▶ [AIM]: Return every line of the material below that contains the word "striped". Match case: a line counts only if the capitalization is the same.

▶ [RECORDS FOR THIS TASK]:
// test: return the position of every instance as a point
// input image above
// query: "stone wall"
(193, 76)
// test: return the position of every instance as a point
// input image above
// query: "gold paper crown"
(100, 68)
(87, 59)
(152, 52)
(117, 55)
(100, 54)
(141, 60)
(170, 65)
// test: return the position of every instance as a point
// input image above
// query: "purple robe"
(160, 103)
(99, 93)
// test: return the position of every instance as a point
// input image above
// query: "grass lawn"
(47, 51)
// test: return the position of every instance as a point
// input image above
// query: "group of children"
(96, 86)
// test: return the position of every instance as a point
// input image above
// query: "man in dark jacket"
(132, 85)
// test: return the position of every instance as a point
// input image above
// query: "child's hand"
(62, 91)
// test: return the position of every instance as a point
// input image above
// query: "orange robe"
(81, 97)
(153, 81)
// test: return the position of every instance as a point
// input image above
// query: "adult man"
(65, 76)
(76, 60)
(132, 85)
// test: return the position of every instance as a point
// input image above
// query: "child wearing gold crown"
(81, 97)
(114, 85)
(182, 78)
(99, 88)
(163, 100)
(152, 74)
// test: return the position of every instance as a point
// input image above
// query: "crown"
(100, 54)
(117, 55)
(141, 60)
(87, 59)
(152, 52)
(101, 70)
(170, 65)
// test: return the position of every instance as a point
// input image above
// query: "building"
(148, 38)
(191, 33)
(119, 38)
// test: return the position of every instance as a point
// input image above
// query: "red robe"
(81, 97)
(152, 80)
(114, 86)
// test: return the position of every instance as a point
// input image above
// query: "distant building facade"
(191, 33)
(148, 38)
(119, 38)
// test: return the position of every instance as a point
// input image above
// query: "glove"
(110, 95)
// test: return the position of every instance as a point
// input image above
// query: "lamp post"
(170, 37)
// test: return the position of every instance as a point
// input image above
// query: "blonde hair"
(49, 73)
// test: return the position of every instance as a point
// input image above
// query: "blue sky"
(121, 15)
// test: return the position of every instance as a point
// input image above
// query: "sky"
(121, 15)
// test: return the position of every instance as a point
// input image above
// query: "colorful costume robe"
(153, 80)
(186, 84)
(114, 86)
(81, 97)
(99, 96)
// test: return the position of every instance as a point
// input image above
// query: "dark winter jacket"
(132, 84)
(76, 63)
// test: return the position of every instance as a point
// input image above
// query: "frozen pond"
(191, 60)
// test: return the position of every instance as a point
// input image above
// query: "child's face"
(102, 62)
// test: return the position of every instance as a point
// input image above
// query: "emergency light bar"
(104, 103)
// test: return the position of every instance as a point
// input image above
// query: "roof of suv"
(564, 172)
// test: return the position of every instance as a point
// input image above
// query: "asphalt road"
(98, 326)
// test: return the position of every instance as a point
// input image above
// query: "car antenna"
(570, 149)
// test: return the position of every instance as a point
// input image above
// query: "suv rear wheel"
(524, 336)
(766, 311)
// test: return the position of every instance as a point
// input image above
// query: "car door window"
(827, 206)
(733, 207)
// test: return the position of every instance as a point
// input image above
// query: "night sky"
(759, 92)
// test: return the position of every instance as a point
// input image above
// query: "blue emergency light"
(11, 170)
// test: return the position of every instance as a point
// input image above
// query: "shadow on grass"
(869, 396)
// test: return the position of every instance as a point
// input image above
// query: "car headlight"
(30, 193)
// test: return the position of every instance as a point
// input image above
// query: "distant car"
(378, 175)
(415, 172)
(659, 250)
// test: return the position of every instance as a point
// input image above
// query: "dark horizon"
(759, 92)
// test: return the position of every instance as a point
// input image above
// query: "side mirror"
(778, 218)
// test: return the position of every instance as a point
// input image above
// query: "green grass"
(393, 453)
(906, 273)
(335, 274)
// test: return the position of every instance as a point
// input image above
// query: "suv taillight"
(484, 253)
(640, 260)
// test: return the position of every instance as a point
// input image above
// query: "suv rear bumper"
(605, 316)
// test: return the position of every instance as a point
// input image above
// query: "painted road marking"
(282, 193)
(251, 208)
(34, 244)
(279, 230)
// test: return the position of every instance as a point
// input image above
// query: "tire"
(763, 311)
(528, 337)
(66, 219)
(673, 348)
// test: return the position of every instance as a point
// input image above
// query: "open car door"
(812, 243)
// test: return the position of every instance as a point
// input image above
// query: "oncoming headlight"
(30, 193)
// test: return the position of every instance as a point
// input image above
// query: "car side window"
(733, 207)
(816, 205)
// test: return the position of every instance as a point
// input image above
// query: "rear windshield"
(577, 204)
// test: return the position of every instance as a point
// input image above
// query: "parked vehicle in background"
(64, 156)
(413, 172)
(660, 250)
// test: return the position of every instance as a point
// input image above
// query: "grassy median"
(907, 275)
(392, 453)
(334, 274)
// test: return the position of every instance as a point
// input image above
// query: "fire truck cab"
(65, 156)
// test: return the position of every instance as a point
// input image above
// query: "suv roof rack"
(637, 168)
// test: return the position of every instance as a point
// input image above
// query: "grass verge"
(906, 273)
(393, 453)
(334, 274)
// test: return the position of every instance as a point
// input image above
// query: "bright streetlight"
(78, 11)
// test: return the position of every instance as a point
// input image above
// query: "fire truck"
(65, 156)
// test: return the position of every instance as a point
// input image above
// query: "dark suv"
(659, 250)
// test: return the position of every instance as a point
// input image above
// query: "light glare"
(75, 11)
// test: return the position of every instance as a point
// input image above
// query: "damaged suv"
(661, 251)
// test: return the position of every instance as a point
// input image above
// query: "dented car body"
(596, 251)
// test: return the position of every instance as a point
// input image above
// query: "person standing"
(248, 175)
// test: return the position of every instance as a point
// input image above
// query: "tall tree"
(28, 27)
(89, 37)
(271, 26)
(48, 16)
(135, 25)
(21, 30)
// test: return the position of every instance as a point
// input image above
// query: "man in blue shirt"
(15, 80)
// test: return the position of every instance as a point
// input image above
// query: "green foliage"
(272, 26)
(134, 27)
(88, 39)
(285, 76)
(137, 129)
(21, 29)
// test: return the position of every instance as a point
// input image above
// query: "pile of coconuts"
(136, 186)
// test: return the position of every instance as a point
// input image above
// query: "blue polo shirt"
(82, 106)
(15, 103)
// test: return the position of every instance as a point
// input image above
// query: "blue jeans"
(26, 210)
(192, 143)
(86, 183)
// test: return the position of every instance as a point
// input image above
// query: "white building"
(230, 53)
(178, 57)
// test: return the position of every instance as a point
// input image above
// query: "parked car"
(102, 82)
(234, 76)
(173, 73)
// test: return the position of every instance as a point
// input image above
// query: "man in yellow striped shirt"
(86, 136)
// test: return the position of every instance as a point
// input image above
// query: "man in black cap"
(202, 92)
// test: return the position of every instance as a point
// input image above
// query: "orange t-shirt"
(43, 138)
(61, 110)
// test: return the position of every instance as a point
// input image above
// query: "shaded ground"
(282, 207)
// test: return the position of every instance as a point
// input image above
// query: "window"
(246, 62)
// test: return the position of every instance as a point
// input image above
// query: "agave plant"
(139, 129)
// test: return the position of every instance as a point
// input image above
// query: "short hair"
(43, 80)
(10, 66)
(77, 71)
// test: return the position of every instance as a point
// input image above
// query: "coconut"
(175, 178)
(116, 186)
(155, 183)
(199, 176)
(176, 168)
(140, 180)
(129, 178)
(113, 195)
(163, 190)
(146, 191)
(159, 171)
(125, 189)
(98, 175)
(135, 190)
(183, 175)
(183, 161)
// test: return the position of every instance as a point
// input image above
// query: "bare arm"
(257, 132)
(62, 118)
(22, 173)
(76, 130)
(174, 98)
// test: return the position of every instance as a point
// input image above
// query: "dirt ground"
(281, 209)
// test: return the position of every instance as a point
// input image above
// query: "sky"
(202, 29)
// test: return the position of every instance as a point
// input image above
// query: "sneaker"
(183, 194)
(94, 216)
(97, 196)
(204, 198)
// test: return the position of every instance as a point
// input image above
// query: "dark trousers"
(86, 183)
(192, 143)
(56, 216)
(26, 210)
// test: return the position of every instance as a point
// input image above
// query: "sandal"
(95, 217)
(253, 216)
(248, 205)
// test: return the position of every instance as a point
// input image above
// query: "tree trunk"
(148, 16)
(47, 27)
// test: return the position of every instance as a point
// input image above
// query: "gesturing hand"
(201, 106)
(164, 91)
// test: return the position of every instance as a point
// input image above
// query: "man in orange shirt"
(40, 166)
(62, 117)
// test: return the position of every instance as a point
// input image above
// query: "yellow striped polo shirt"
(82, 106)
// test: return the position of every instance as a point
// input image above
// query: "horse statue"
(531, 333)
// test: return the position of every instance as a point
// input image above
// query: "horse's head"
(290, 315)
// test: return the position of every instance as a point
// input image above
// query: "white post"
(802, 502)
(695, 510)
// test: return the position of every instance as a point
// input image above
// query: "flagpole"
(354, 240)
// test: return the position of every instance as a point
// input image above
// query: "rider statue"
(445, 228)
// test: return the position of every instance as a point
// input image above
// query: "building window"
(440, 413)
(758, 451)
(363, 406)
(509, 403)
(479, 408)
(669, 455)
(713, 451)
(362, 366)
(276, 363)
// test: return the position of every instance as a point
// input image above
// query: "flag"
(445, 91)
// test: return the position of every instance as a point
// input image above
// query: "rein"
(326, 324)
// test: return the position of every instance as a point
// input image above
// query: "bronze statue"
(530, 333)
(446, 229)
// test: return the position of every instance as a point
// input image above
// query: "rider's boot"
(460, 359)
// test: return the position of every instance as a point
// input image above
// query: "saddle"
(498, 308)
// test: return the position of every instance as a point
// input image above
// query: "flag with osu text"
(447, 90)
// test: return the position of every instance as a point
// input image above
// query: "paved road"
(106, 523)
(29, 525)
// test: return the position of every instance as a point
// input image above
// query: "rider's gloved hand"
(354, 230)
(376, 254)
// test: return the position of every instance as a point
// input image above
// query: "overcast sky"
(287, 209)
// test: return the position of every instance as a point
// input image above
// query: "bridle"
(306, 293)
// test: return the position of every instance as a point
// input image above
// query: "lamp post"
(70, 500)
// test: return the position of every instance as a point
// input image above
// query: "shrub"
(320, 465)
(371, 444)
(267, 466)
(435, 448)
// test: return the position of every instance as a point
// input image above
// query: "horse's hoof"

▶ [SOLVED PROBLEM]:
// query: "man in yellow striped shirt"
// query: "yellow striped polo shirt"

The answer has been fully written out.